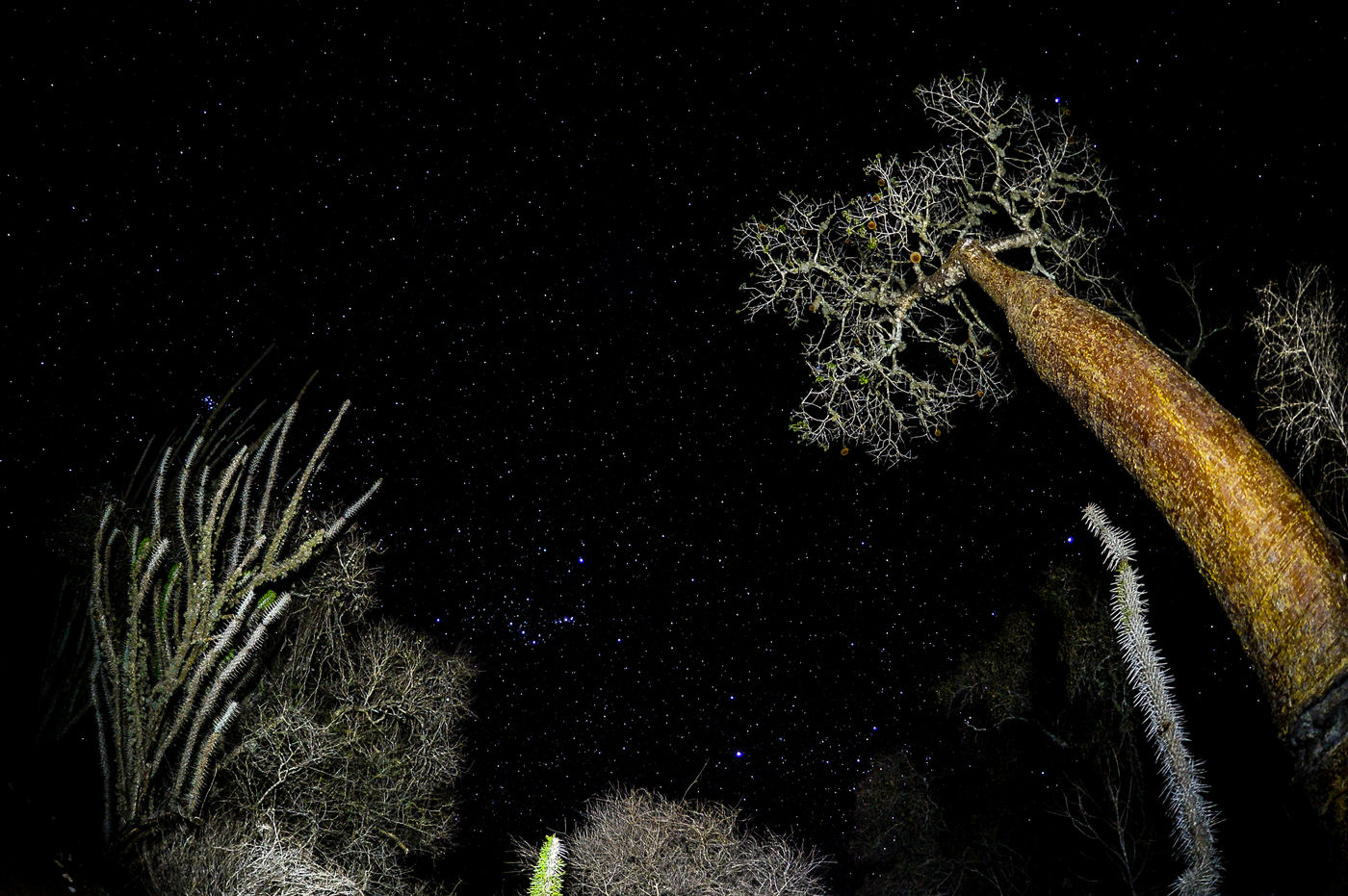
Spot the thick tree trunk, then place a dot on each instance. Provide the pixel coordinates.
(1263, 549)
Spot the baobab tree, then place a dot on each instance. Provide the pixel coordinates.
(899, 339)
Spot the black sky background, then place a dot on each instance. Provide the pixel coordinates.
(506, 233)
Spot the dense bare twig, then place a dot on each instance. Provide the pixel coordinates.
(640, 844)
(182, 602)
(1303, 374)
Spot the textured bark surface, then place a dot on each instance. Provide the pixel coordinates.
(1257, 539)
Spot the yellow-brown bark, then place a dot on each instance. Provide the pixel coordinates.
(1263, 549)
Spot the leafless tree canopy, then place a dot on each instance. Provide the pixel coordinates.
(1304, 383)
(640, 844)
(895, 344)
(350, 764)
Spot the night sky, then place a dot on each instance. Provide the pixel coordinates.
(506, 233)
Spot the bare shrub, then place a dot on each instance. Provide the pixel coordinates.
-=-=-
→ EXERCISE BRIEF
Restate every record exactly, please; do not copy the pictures.

→ WRITTEN SOLUTION
Spot the thick tree trunk, then place a dot on each instance. Provide the pixel coordinates.
(1263, 549)
Spot the baobab tree, then place a dot on each instance. Provide the pixel coordinates.
(899, 339)
Spot the black sky background, then place a dot on each instance. Provide the pixel coordinates.
(506, 233)
Spot the dense bare twig, then place a dot on each instance. Provide the pixel coordinates.
(640, 844)
(182, 602)
(1303, 374)
Spot the textured bark surface, then place a dot on each instance. Provide the pixel coordinates.
(1257, 539)
Spot the yellow-brown bark, then place a dot on each instance. Provide the pixel coordinates.
(1263, 549)
Spot the leafless tree canopy, then place a dot on each instance. Provide the pixel coordinates.
(1304, 383)
(640, 844)
(895, 344)
(350, 764)
Spot the night sky, then place a dot on each instance. Provide the pixel coordinates.
(506, 233)
Spot the bare shrub, then place a dot on each instance. Provide the pixel coordinates.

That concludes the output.